TO BE DONE = Please recast the entries below as a Markdown table with the columns Row and Line, giving each non-blank line its own numbered row.

RECORDS FOR PROCESSING =
########
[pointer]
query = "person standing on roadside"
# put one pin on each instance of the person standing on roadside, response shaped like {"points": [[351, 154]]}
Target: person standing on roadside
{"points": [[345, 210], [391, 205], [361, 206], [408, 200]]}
########
PROBLEM SOLUTION =
| Row | Line |
|---|---|
| 1 | [pointer] |
| 2 | query = "person standing on roadside" |
| 3 | # put one pin on each instance of the person standing on roadside, response shaped like {"points": [[351, 154]]} |
| 4 | Target: person standing on roadside |
| 5 | {"points": [[345, 210], [391, 205], [361, 206], [408, 200]]} |